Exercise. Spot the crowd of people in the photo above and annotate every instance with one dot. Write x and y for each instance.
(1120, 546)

########################################

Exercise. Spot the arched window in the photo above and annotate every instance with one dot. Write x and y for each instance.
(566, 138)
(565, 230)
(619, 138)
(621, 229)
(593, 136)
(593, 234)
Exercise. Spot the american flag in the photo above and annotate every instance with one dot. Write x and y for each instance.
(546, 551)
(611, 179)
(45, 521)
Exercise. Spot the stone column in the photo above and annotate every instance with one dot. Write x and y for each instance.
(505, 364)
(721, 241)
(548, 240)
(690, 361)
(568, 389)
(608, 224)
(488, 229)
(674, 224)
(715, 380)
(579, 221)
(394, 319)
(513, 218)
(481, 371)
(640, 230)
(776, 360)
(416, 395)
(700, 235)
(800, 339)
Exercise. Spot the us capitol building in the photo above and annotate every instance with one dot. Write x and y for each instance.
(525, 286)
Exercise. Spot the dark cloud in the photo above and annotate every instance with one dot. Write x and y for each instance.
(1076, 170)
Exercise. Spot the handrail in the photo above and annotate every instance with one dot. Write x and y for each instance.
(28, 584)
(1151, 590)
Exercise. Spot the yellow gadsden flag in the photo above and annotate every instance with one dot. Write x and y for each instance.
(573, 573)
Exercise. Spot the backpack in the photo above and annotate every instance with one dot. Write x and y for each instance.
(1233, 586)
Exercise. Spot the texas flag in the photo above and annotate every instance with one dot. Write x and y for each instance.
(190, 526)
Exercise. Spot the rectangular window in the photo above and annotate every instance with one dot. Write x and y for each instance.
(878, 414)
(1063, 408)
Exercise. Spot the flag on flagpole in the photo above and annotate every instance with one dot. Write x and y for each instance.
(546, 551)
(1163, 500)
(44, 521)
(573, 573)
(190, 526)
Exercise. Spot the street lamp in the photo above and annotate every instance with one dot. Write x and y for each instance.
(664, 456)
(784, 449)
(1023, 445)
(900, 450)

########################################

● **Exercise directions**
Please rescale the lines starting at the line containing "Exercise. Spot the crowd" and ending at the line containing "(1120, 546)": repeat them, request included, with each coordinate in the answer multiplied by 2.25 and rounded to a whole number, halves going up.

● **Correct response**
Exercise. Spot the crowd of people in the photo above and annotate every instance with one dot. Write x and y for each instance.
(2520, 1229)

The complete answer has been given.